Texte à lire >>
LANSANA CONTE

LANSANA CONTÉ est d'origine modeste: de l'ethnie soso, de religion musulmane, il a commencé son éducation dans une école coranique locale, puis à l'école primaire de Dubréka, avant de poursuivre cette éducation à l'étranger, d'abord en Côte d'Ivoire, à l'école militaire préparatoire Bingerville, ensuite au Sénégal, au collège militaire de Saint Louis...

Depuis lors, il a connu une carrière militaire brillante, parcourant tous les échelons, du simple soldat au grade d'Officier général:

En juin il est engagé au service de l'Armée française, en Algérie.

En décembre 1958, à l'accession de son pays à l'indépendance, libéré de la colonisation de la France, il rentre au pays pour intégrer les rangs de l'éclatante Armée guinéenne, avec les gallons de sergent.

En 1962, il est transféré au centre d'instruction d'artillerie du 2ème Bataillon basé à Kindia, après avoir quitté l'Ecole pour fonctionnaires de camp Alpha Yaya, à Conakry. En 1963, il passe sous lieutenant et, en 1965, lieutenant. En 1968, il a pris son service à l'arsenal Zérékoré avant de réintégrer, une année après, son bataillon à Kindia.

En mai 1970, devenu Capitaine, il fait son entrée à l'Etat – major général interarmées uni de Conakry, et en novembre de la même année, il participe à la défense de la capitale contre l'invasion des mercenaires venus de la Guinée portugaise (actuelle Guinée Bissau), prétendant renverser le régime dictatorial d'Ahmed Sékou Touré au pouvoir depuis l'indépendance.

En juin 1971, à titre de colonel, il est désigné commandant de la 5ème Région militaire de Boké ; et, en cette qualité, il prête assistance aux guérillas indépendantistes de la colonie portugaise.

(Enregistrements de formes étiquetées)
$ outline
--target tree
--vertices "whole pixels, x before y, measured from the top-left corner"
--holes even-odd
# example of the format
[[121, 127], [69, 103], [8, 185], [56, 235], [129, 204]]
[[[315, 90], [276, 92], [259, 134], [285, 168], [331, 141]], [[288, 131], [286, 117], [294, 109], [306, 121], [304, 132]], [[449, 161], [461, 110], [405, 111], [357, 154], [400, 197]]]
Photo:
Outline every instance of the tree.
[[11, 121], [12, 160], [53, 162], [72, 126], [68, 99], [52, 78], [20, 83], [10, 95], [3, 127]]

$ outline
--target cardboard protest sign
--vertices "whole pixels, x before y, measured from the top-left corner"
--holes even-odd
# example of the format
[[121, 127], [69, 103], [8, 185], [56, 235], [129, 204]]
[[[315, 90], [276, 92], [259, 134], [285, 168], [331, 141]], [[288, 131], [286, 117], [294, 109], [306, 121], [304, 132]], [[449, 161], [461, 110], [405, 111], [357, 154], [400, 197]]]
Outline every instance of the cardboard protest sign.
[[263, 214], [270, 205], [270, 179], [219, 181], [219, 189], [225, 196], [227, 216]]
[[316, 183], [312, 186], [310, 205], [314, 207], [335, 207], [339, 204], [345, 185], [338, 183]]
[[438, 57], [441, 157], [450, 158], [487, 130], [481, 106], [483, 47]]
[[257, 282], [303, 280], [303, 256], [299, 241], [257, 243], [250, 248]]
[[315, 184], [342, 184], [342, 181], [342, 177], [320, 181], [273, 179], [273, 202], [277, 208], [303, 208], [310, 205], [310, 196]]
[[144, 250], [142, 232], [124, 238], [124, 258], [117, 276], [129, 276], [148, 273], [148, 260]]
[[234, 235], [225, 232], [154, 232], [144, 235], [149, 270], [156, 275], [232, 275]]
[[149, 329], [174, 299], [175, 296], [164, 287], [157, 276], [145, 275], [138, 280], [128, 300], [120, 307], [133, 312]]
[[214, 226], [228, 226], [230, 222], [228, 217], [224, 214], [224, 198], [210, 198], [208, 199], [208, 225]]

Exercices >>
(a) Relevez, dans l'ordre où elles apparaissent, toutes les années écrites en chiffres dans le texte sur Lansana Conté.
(b) Recopiez sans rien changer le passage du texte sur Lansana Conté qui va de « En juin il est » jusqu'à « bataillon à Kindia. ».
Le matériel ne sert à rien dans ce travail.

Réponses dans l'ordre >>
(a) 1958, 1962, 1963, 1965, 1968, 1970, 1971

(b)
En juin il est engagé au service de l'Armée française, en Algérie.

En décembre 1958, à l'accession de son pays à l'indépendance, libéré de la colonisation de la France, il rentre au pays pour intégrer les rangs de l'éclatante Armée guinéenne, avec les gallons de sergent.

En 1962, il est transféré au centre d'instruction d'artillerie du 2ème Bataillon basé à Kindia, après avoir quitté l'Ecole pour fonctionnaires de camp Alpha Yaya, à Conakry. En 1963, il passe sous lieutenant et, en 1965, lieutenant. En 1968, il a pris son service à l'arsenal Zérékoré avant de réintégrer, une année après, son bataillon à Kindia.